(CNN) -

Here's a look at what you need to know about the warning signs that preceded the terrorist attacks of Sept. 11, 2001.


Dec. 24, 1994 - Four Algerians hijack an Air France plane in Algiers, Algeria.

Jan. 6, 1995 - Abdul Hakim Murad is arrested in Manila, Philippines. Murad details plans to blow up U.S airliners over the Pacific and to crash a plane packed with explosives into either CIA headquarters or another U.S. federal building.

May 18, 1998 - An FBI agent writes a memo about the number of Arab men seeking flight training in Oklahoma City, Okla. The memo is not sent to FBI headquarters.

Oct. 8, 1998 - The Federal Aviation Administration warns airlines and airports to maintain a "high degree of alertness." The warning is in response to statements made by Osama bin Laden in the aftermath of the U.S. bombings of al-Qaida targets in Afghanistan and Sudan.

Dec. 8, 1998 - The FAA warns of the possibility of a hijacking at an eastern U.S. airport.

Dec. 29, 1998 - The FAA issues a third warning. It restates the earlier warnings about threats made by Osama bin Laden.

1999 - French intelligence puts Zacarias Moussaoui on a watch list of suspected terrorists.

September 1999 - A report commissioned by the National Intelligence Council states that "Al-Qaida poses the most serious terrorist threat to U.S. security interests" and warns that al-Qaida "could crash-land an aircraft packed with high explosives (C-4 and semtex) into the Pentagon, the headquarters of the Central Intelligence Agency (CIA), or the White House."

_ _ _ _ _

## Study questions
**A.** In the timeline, in which city was Abdul Hakim Murad arrested on Jan. 6, 1995?
**B.** Write out the part of the timeline starting at "Dec. 24, 1994" and ending at "U.S. federal building.", word for word.

_ _ _ _ _

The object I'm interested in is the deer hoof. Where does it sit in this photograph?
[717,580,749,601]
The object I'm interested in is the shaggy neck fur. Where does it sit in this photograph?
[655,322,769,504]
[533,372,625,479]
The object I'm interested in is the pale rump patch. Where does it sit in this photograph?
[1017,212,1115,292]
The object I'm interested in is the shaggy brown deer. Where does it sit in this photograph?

_ _ _ _ _

## Answers given
**A.** Manila, Philippines.

**B.**
Dec. 24, 1994 - Four Algerians hijack an Air France plane in Algiers, Algeria.

Jan. 6, 1995 - Abdul Hakim Murad is arrested in Manila, Philippines. Murad details plans to blow up U.S airliners over the Pacific and to crash a plane packed with explosives into either CIA headquarters or another U.S. federal building.